◆ Point annotations for photos

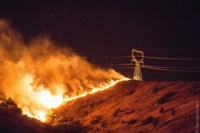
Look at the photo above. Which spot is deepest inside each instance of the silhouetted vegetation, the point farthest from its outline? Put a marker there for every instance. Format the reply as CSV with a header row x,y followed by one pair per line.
x,y
123,122
95,120
103,124
131,121
156,89
165,98
68,128
173,111
197,92
130,92
155,121
148,120
116,112
162,110
129,112
10,104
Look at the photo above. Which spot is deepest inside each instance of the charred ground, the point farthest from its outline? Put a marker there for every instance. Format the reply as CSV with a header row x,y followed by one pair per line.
x,y
128,106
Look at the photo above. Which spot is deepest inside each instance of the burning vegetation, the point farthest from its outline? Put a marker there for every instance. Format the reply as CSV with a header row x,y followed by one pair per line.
x,y
40,75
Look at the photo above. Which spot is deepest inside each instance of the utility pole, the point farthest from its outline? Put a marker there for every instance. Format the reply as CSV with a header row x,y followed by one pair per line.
x,y
138,60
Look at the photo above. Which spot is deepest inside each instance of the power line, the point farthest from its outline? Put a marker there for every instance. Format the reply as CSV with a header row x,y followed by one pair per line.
x,y
152,57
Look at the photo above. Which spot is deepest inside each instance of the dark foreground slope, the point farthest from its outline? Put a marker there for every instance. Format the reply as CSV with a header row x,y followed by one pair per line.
x,y
11,122
136,107
127,107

◆ STATED EXERCISE
Rewrite the lines from the one containing "of the power" through the end of the records, replacing "dark foreground slope" with "shaded lower hillside" and leaving everything else unchanged.

◆ ANSWER TO THE EXERCISE
Look at the photo above. Which spot is deepest inside each instance of the power line, the point farthest from its outline? Put a marker there for every instance. Format the reply as CSV with a header row x,y followed by one pair per line.
x,y
152,57
Look at the photo above. Which spot is deepest inside each instance of the shaded lower hillside, the point farthest from its outline? Put a marker there for every instance. Format the reply as CSV with a header row x,y followed by one pair per line.
x,y
11,122
136,107
127,107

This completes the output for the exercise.